++++ EXCERTO ++++

Joe Berardo lançou uma OPA sobre o Benfica. Noutros países, os grandes milionários estão a tomar conta dos clubes...
Tudo é possível, desde que se obedeça às leis do mercado. Mas há uma coisa que é importante e que convém não esquecer: o FC Porto tem 40 por cento do capital da SAD e, enquanto eu aqui estiver, não alinhará em vendas e terá sempre o direito de veto. Agora, no dia em que esteja no clube um presidente, entre comas, "feito" com uma OPA, isso será possível. Mesmo sem OPA há sempre a possibilidade de um accionista comprar aos outros.

E veria essa situação com naturalidade ou com preocupação?
Depende. Podia ser uma dessas hipóteses e acrescentaria mais duas: desgosto ou satisfação. Tudo em função de quem comprasse e dos seus objectivos. Vou-lhe contar uma história. Em 1987, quando o FC Porto foi campeão europeu, fiz um plano não para dar um passo em frente (porque isso o FCP deu) mas três passos. E levei-o a várias pessoas, uma delas o comendador Gonçalves Gomes. Nesse plano, era preciso que alguém metesse o dinheiro ou que se responsabilizasse perante a banca. Eu não tinha capacidade para isso e, por isso, passava de presidente a director de futebol. E o plano só não foi para a frente porque nenhuma das pessoas que contactei (e que o aprovaram) aceitou que deixasse de ser o presidente. Hoje, há três accionistas de referência: Joaquim Oliveira, António Oliveira e agora os espanhóis da Chamartin, que perfazem quase 40 por cento. Se um cidadão qualquer comprar esses 40 por cento e vier investir para o FC Porto, fico todo contente. Agora se vier para dar cabo disto...


"Nunca disse que este era o último mandato"

A final de Viena e o Dragão marcaram os 25 anos de mandato. "As pessoas não sabem quanto custou fazer isto" [o estádio]


Está a começar mais um mandato, que já disse ser o último...
Nunca disse isso, puseram isso a correr, mas eu nunca disse isso nem o contrário.

Mas vai ser ou não? Uma das razões por que se concluiu isso foi por ter dito que estava a preparar a sua sucessão?

++++

- [EXERCÍCIO CURTO A] Repete sem qualquer alteração as linhas das entradas abaixo, desde a linha com "The scan above contains the blonde" até à linha com "[542,564,569,668]".

++++ DADOS DA TAREFA ++++

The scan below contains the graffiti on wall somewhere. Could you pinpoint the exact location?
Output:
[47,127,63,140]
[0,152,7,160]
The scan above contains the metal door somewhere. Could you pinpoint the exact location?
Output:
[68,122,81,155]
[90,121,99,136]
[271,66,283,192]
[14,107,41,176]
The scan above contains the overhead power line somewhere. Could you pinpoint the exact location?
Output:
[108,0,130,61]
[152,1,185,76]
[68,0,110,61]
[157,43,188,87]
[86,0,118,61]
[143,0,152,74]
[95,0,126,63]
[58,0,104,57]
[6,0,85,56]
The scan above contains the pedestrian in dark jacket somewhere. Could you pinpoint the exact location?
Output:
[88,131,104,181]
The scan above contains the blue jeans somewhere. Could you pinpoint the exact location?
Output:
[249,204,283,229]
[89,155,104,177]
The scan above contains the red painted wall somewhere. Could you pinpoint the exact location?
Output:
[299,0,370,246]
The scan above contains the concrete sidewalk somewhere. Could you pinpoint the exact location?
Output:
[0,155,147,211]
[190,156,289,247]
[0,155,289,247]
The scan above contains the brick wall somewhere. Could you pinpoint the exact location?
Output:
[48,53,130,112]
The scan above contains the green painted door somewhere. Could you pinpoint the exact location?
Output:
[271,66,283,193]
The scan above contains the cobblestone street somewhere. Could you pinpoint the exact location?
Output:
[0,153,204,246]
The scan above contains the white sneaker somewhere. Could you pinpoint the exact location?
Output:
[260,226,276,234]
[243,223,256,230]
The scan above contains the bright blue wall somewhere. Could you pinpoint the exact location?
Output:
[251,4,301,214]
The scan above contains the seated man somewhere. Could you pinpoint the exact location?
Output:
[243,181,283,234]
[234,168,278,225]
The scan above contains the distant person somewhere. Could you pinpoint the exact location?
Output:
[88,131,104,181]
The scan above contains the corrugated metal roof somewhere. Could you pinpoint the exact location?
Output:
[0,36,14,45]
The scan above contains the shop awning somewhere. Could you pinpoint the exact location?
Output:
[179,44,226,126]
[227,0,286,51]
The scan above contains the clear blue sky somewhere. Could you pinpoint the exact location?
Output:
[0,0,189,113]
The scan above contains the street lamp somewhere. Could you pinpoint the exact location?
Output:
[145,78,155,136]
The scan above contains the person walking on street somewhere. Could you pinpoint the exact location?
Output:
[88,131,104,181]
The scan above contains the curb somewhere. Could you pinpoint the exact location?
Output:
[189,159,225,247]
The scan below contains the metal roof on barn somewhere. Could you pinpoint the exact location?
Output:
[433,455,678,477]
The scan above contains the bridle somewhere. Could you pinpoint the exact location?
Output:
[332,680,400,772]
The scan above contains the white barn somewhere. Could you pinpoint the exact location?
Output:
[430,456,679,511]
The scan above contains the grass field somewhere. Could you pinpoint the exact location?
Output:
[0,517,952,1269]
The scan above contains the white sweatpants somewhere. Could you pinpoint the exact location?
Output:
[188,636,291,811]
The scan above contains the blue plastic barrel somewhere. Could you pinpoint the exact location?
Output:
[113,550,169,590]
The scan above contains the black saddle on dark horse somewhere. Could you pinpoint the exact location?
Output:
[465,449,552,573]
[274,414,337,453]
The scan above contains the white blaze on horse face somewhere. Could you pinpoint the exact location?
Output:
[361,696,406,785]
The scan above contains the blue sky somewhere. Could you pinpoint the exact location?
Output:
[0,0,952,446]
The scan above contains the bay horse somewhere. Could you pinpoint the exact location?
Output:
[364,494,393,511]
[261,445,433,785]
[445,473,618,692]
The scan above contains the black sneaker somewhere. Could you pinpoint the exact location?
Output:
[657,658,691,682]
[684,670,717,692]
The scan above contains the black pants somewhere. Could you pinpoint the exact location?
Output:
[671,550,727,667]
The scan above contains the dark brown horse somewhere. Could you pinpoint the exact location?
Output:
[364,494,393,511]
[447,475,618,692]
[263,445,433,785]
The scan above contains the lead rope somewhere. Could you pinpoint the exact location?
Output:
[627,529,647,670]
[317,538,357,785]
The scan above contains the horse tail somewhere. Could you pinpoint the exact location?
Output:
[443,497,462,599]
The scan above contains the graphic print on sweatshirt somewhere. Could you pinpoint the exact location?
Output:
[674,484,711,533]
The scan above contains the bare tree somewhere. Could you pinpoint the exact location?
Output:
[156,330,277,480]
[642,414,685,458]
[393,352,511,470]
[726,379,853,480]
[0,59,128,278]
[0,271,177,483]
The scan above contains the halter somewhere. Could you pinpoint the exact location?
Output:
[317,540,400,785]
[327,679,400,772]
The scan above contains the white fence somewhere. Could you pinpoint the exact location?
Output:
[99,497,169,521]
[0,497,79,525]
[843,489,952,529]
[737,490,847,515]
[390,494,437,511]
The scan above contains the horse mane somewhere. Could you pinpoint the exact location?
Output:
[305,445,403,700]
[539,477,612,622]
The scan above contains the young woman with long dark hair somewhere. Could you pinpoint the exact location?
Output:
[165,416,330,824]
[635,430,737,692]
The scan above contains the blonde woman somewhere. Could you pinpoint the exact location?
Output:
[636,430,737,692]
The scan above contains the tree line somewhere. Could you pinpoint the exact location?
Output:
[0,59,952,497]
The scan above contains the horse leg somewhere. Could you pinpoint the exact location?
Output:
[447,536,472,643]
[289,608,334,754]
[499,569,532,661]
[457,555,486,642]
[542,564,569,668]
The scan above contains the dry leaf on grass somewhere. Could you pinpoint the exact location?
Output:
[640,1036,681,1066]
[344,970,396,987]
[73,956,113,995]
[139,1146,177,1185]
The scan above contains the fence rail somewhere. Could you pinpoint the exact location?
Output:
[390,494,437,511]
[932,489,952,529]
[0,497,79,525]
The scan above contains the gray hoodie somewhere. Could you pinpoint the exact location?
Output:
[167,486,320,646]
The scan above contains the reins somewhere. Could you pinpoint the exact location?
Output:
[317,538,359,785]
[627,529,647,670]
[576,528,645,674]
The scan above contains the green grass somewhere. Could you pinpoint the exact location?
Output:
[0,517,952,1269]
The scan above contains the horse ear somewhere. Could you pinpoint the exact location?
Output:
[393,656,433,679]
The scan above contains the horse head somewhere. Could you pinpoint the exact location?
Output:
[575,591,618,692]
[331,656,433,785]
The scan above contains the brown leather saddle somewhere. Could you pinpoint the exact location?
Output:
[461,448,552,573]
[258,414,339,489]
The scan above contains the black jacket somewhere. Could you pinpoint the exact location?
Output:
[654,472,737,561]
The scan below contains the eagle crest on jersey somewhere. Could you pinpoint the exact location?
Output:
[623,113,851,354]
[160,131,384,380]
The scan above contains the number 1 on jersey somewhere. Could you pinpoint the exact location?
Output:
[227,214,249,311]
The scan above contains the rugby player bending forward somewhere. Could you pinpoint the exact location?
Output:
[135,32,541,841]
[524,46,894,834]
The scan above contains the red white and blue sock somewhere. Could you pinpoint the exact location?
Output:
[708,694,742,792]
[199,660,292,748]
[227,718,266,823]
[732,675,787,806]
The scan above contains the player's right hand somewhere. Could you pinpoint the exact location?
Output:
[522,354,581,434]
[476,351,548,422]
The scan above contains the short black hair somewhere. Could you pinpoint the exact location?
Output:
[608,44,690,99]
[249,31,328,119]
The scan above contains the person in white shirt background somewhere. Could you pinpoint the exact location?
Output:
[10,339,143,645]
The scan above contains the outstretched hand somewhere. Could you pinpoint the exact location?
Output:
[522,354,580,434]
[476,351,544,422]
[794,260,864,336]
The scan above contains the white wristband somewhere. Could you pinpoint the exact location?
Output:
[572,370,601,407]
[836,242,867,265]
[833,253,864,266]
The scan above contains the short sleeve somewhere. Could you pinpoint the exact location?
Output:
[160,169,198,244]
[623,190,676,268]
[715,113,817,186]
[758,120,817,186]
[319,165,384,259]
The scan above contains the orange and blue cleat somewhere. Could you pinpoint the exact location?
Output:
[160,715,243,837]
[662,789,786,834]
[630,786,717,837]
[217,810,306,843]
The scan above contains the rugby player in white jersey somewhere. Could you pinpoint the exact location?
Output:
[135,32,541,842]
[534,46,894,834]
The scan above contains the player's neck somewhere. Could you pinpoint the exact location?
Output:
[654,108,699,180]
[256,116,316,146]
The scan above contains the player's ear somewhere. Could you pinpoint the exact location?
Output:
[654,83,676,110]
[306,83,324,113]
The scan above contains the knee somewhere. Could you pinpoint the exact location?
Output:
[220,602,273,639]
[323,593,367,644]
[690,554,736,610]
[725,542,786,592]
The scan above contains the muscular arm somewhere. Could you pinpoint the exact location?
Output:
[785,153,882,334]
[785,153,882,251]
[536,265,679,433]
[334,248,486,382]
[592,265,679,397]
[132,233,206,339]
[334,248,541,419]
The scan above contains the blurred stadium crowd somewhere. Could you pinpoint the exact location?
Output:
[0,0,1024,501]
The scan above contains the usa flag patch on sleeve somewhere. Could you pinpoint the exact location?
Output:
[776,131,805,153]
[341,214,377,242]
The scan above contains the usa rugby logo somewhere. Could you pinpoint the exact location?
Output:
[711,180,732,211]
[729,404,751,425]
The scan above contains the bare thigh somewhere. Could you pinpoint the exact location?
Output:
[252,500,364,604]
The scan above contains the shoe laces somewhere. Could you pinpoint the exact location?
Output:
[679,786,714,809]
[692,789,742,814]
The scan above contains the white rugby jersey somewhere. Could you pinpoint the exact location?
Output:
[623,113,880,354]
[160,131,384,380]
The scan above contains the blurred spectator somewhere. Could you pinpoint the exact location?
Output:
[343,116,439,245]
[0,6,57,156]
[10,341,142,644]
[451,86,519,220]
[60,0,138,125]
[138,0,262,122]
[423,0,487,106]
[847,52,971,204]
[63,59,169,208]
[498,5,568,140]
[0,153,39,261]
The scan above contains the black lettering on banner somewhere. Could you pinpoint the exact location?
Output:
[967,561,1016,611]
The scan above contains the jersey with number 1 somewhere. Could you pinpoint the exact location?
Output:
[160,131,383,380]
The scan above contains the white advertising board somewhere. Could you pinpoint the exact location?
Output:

++++

- [EXERCÍCIO CURTO B]
Responde às perguntas com base no excerto:
(i) Quem lançou uma OPA sobre o Benfica?
(ii) Em que ano foi o FC Porto campeão europeu?
(iii) Quantos anos de mandato foram marcados pela final de Viena e pelo Dragão?

- [RESPOSTA COMPLETA A]
The scan above contains the blonde woman somewhere. Could you pinpoint the exact location?
Output:
[636,430,737,692]
The scan above contains the tree line somewhere. Could you pinpoint the exact location?
Output:
[0,59,952,497]
The scan above contains the horse leg somewhere. Could you pinpoint the exact location?
Output:
[447,536,472,643]
[289,608,334,754]
[499,569,532,661]
[457,555,486,642]
[542,564,569,668]

- [RESPOSTA COMPLETA B]
(i) Joe Berardo.
(ii) Em 1987.
(iii) 25 anos.